**Task item:** What needs reproducing is the run of lines in the data below starting at the line with "Put a point on every instance of the black" and ending at the line with "Put a point on every instance of the yellow", both ends included. Copy it exactly, without pictures, and add nothing.

[Collection entries]
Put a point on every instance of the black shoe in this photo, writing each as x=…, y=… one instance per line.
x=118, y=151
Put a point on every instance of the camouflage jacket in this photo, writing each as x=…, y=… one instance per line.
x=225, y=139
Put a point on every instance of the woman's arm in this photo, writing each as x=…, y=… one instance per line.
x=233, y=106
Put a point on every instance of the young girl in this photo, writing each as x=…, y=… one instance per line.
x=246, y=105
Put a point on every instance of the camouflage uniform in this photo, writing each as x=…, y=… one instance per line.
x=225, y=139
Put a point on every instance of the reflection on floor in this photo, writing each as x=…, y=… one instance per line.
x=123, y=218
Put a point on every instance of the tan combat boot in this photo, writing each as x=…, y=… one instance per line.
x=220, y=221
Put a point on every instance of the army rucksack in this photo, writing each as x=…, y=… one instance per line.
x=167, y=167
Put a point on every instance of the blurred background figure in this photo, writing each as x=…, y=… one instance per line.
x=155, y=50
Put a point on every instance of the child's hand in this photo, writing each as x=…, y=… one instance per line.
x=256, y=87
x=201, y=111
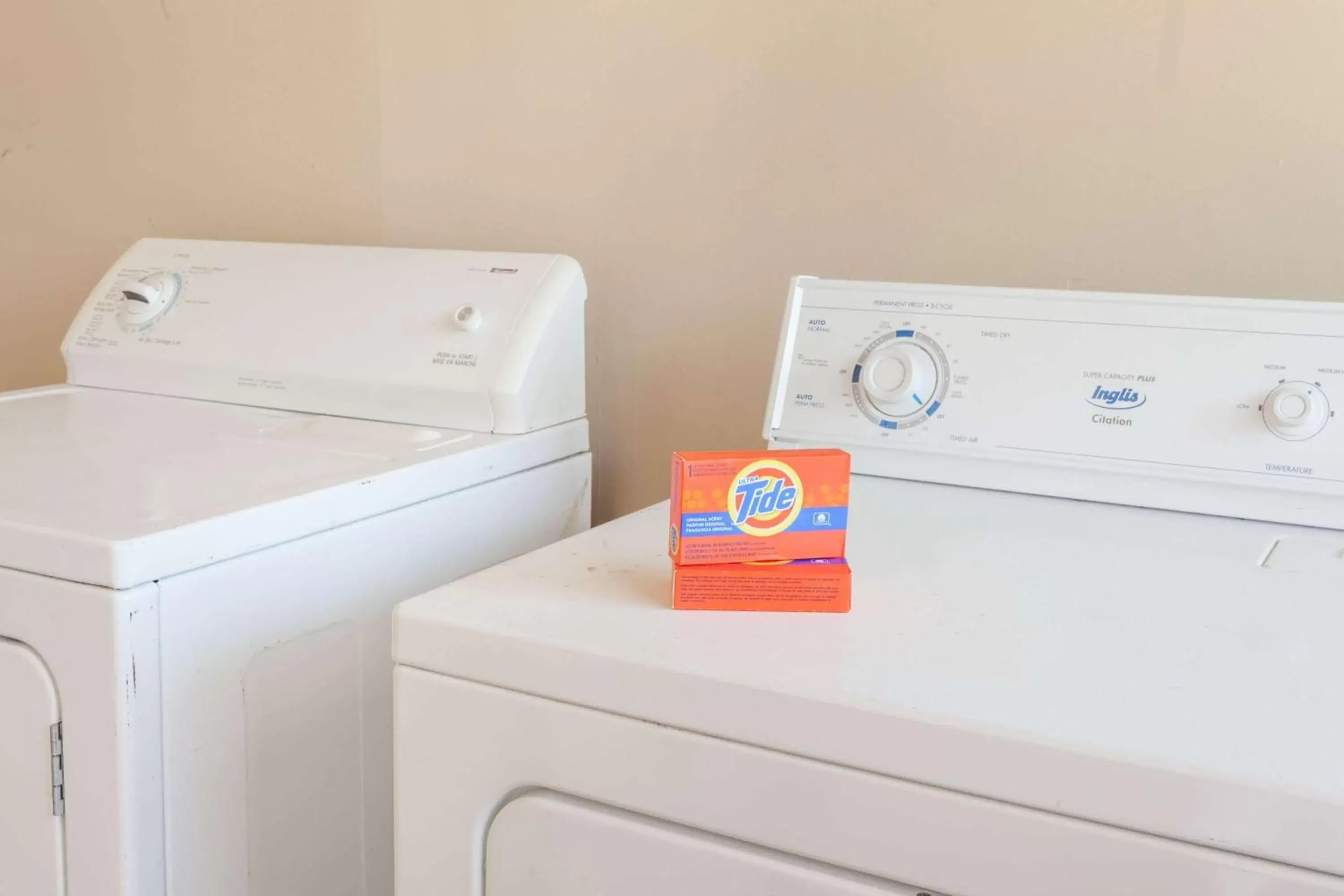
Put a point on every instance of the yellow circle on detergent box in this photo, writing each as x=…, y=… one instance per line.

--

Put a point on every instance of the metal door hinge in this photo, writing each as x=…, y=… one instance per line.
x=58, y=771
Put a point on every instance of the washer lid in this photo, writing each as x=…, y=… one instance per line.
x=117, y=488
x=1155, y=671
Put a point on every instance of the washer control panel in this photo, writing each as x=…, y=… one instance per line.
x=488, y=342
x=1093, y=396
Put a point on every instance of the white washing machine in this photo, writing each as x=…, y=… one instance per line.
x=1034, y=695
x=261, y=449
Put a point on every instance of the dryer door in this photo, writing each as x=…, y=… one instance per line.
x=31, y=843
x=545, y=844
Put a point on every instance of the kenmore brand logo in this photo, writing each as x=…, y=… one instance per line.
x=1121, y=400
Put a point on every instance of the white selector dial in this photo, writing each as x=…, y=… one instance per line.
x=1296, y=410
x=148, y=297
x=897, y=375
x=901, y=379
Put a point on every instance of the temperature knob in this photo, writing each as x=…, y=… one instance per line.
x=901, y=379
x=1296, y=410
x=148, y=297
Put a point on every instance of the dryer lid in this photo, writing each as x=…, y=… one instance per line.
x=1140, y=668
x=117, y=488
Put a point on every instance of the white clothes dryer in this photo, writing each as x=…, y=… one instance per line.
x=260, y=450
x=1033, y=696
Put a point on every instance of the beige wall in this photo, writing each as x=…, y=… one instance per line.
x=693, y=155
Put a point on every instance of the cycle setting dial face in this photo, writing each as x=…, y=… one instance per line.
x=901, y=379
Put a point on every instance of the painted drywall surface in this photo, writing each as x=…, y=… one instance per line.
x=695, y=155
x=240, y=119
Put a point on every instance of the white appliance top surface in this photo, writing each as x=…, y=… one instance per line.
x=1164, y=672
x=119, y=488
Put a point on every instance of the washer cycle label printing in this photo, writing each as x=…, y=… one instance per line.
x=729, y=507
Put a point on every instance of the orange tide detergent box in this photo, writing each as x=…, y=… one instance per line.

**Exercise result:**
Put a point on every instance of the black shoe in this photo, writing each as x=…, y=… one instance per line.
x=118, y=151
Put a point on every instance of the camouflage jacket in this photo, writing each as x=…, y=… one instance per line.
x=225, y=139
Put a point on every instance of the woman's arm in this photo, writing each as x=…, y=… one instance per line.
x=233, y=106
Put a point on every instance of the young girl in this photo, writing each as x=…, y=… one instance per line.
x=246, y=105
Put a point on every instance of the camouflage uniform in this photo, writing each as x=…, y=… one instance per line.
x=225, y=139
Put a point on every instance of the reflection on floor in this photo, writing each as x=…, y=… one instance per line.
x=123, y=218
Put a point on every instance of the tan combat boot in this photo, writing each as x=…, y=… one instance per line.
x=220, y=221
Put a point on every instance of the army rucksack in this photo, writing each as x=…, y=… one instance per line.
x=167, y=167
Put a point on every instance of the blurred background figure in this photo, writing each as x=…, y=… one instance per line.
x=155, y=50
Put a point on every instance of the child's hand in this photo, writing each as x=…, y=… one instance per line.
x=256, y=87
x=201, y=111
Put a point on every instance of the yellow circle on detergent box in this photo, writing each as x=…, y=… one instance per line.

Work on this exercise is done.